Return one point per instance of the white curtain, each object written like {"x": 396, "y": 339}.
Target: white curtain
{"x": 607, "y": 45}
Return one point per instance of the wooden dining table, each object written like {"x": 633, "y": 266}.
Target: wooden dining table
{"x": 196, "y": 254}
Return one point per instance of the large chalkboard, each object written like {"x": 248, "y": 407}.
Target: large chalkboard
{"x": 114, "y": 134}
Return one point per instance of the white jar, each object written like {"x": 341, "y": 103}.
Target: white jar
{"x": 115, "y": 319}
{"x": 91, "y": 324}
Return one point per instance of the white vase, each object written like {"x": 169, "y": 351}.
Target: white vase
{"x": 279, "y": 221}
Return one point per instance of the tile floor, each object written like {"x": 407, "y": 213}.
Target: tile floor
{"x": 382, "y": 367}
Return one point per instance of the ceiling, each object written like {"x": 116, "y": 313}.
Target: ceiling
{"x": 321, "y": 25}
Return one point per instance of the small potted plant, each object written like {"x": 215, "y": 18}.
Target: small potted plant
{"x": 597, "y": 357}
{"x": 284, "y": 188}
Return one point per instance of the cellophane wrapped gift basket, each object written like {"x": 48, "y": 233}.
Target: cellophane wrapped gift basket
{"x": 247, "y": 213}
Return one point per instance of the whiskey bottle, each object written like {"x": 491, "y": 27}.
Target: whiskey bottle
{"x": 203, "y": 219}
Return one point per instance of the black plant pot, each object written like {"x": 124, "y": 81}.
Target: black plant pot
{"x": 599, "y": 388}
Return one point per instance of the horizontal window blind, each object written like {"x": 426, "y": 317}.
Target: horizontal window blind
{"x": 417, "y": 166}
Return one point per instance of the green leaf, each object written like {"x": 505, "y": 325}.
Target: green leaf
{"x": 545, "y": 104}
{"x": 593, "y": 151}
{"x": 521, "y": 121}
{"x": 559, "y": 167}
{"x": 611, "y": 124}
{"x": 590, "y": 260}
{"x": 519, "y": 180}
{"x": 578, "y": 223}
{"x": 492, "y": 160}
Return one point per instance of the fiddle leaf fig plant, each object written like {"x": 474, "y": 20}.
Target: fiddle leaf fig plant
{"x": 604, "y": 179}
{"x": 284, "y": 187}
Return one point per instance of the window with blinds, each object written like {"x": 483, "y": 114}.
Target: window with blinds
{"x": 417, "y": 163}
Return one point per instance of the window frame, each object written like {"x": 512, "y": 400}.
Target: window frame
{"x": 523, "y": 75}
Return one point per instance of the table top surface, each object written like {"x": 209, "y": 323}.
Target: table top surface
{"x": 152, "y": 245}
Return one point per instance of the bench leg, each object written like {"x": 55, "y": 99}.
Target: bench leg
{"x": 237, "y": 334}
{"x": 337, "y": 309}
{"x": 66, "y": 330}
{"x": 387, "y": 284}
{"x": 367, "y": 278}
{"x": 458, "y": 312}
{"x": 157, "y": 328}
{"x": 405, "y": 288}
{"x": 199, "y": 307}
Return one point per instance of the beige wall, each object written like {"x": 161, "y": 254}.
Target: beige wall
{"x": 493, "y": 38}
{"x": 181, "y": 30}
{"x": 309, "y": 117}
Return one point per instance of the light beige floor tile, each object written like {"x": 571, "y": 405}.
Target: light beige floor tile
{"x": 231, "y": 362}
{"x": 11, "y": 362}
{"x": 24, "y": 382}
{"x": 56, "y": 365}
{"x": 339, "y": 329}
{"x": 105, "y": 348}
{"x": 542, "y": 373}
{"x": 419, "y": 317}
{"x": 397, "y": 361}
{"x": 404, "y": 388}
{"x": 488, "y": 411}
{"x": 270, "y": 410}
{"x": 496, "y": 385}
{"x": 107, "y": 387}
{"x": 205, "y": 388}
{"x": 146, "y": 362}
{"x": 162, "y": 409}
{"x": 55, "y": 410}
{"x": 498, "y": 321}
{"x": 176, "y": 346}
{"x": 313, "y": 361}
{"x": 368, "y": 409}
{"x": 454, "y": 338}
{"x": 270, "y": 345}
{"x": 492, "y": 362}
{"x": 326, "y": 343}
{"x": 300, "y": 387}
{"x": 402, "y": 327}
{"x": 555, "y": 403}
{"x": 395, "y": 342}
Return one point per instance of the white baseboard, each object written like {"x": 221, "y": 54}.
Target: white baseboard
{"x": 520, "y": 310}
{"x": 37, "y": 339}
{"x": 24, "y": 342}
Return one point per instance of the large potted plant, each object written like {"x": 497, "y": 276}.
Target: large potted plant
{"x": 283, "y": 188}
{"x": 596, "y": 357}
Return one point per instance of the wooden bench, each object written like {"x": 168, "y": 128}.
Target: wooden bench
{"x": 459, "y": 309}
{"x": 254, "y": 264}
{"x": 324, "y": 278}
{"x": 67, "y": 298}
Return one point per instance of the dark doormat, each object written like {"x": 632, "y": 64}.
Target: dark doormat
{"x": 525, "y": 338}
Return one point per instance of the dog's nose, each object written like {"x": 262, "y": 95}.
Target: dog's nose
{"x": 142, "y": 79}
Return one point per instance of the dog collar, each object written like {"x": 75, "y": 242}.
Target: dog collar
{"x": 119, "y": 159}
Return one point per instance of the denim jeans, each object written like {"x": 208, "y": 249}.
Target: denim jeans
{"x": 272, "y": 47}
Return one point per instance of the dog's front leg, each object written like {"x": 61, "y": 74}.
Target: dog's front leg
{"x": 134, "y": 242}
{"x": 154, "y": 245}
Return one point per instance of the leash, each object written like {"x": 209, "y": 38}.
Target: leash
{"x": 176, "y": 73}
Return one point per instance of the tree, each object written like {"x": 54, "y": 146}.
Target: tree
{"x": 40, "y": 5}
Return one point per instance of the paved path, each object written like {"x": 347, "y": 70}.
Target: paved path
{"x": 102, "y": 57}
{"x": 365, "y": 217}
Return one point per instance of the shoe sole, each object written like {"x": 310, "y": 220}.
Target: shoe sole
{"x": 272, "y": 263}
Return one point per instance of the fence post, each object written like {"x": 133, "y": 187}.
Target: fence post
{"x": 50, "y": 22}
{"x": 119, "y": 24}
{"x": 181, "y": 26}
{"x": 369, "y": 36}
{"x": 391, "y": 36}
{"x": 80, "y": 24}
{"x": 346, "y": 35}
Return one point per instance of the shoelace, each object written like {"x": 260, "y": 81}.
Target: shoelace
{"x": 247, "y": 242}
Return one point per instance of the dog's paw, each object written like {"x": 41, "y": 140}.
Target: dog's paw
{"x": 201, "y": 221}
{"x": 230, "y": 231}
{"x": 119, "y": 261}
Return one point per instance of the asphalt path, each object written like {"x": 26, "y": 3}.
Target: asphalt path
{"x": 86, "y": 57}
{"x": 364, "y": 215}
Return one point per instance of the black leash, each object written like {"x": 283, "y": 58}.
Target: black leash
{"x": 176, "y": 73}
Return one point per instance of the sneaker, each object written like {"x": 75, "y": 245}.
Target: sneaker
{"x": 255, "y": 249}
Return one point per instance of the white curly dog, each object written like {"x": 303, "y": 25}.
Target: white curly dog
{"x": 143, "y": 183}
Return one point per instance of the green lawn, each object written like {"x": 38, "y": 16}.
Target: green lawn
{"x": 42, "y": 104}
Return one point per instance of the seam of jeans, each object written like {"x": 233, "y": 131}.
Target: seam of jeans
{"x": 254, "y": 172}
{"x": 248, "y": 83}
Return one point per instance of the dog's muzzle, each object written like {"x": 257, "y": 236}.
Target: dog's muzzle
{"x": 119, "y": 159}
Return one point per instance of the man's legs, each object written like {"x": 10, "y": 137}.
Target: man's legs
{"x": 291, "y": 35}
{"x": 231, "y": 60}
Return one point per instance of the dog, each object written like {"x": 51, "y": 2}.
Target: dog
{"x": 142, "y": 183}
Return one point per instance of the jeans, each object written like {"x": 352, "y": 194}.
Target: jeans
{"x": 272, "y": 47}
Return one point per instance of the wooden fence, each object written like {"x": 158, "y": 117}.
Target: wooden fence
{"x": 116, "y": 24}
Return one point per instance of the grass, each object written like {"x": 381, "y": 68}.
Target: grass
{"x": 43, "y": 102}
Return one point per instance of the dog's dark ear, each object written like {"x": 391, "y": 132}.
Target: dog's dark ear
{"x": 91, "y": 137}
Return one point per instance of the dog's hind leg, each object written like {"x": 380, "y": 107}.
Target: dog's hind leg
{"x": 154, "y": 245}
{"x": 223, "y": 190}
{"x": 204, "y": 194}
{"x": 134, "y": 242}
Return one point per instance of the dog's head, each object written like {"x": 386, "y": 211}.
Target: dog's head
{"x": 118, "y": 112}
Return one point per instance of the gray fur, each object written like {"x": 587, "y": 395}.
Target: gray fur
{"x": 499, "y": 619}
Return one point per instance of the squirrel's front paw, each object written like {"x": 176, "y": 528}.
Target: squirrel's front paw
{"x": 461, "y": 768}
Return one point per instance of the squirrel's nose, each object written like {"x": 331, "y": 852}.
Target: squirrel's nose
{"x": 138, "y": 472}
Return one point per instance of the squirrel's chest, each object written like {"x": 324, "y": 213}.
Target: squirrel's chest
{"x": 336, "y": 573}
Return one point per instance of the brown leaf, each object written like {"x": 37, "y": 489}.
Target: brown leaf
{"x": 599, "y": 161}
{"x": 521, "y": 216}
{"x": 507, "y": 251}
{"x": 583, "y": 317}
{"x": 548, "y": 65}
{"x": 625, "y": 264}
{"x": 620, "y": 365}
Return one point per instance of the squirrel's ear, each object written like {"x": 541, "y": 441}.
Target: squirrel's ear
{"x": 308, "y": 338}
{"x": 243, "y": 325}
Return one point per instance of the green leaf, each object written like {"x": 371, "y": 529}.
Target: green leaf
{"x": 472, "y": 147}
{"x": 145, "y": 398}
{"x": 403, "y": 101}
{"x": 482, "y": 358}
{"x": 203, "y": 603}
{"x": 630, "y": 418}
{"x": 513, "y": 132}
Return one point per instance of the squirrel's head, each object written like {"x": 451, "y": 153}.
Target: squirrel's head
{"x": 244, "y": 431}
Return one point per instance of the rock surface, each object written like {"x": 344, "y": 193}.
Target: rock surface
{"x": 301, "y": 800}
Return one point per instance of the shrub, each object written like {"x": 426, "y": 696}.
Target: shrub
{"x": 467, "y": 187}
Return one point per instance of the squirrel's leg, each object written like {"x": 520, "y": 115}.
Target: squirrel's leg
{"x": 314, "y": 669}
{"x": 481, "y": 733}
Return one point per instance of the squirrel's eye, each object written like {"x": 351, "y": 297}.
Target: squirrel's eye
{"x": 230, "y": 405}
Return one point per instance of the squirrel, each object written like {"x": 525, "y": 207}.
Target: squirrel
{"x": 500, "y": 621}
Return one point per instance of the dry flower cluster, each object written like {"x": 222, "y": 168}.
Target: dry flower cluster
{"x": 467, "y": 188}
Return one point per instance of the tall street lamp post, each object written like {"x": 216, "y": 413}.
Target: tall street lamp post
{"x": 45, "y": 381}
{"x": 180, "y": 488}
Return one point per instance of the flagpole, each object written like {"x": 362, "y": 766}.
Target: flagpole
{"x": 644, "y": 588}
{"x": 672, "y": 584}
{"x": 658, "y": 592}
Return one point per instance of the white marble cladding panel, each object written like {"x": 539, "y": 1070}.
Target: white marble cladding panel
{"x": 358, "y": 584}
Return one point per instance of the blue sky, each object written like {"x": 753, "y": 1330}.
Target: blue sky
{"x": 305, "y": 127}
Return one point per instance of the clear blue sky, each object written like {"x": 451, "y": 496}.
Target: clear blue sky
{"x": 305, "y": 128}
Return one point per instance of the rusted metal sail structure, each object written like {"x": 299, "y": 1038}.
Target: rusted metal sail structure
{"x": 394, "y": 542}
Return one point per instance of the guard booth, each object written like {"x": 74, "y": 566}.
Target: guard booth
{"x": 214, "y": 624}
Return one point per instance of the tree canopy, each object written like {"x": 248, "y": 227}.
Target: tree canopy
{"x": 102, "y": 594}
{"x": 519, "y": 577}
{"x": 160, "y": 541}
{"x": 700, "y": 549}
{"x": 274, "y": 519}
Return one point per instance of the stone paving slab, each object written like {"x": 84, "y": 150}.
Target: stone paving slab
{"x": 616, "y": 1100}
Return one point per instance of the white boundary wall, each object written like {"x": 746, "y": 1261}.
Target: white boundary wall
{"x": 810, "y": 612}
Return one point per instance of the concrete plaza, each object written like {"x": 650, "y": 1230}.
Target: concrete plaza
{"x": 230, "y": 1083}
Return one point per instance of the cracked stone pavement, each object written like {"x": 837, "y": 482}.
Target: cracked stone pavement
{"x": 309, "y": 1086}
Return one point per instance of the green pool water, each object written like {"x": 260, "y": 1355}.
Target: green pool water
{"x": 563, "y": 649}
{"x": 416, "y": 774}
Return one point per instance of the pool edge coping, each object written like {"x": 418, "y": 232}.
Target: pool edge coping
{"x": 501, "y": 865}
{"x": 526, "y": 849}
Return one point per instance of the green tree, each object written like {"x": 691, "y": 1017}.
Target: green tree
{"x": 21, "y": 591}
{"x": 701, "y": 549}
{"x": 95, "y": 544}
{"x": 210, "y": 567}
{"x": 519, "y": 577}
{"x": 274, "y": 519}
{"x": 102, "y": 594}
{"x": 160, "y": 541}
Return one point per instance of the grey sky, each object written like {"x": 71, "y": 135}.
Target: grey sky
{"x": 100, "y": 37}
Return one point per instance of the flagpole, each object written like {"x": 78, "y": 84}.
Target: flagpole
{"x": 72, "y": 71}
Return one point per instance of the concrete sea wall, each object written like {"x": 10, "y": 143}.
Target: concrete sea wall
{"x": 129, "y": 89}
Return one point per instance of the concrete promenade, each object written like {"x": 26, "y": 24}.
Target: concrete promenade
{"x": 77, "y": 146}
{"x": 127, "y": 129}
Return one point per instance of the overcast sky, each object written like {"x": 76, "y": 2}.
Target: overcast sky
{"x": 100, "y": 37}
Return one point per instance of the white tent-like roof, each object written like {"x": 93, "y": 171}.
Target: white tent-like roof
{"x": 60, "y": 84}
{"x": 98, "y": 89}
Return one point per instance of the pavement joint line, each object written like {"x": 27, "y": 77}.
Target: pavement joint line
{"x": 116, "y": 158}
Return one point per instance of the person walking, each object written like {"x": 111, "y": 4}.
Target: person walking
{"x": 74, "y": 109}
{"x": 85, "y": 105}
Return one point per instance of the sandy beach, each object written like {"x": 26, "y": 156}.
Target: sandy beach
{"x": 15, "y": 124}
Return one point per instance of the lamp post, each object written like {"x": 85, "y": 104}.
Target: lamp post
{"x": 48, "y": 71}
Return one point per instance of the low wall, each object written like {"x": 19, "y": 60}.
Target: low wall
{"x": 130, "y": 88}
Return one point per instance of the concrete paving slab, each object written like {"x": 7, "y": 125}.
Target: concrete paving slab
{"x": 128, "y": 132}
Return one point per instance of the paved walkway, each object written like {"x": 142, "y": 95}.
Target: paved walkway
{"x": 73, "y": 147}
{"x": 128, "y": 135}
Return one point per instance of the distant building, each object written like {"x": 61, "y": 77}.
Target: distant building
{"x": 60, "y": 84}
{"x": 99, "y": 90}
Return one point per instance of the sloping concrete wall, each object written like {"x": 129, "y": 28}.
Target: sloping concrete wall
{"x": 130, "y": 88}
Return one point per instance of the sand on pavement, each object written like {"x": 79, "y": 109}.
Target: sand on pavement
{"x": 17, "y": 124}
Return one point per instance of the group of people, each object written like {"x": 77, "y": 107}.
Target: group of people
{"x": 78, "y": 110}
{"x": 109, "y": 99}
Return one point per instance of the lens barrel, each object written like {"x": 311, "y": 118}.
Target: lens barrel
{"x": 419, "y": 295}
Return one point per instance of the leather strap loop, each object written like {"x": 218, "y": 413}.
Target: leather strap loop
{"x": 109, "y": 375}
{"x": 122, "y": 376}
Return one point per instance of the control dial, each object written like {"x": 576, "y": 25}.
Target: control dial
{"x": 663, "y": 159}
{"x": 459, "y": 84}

■ **DIRECTIONS**
Nothing but the lines from the beginning of the records through the line with "Return one point per instance of the small" should appear, each printed exactly.

■ **SOLUTION FOR THIS TASK**
Return one point per instance of the white curtain, each object written like {"x": 396, "y": 339}.
Target: white curtain
{"x": 607, "y": 45}
Return one point per instance of the wooden dining table, each object written like {"x": 633, "y": 266}.
Target: wooden dining table
{"x": 196, "y": 254}
Return one point per instance of the large chalkboard, each object written like {"x": 248, "y": 407}.
Target: large chalkboard
{"x": 114, "y": 134}
Return one point per instance of the white jar, each object written like {"x": 341, "y": 103}.
Target: white jar
{"x": 115, "y": 319}
{"x": 91, "y": 324}
Return one point per instance of the white vase, each object written like {"x": 169, "y": 351}.
Target: white vase
{"x": 279, "y": 221}
Return one point per instance of the tile floor, each object written like {"x": 407, "y": 213}.
Target: tile floor
{"x": 382, "y": 367}
Return one point per instance of the ceiling, each object written like {"x": 116, "y": 313}.
Target: ceiling
{"x": 321, "y": 25}
Return one point per instance of the small potted plant, each object written like {"x": 215, "y": 18}.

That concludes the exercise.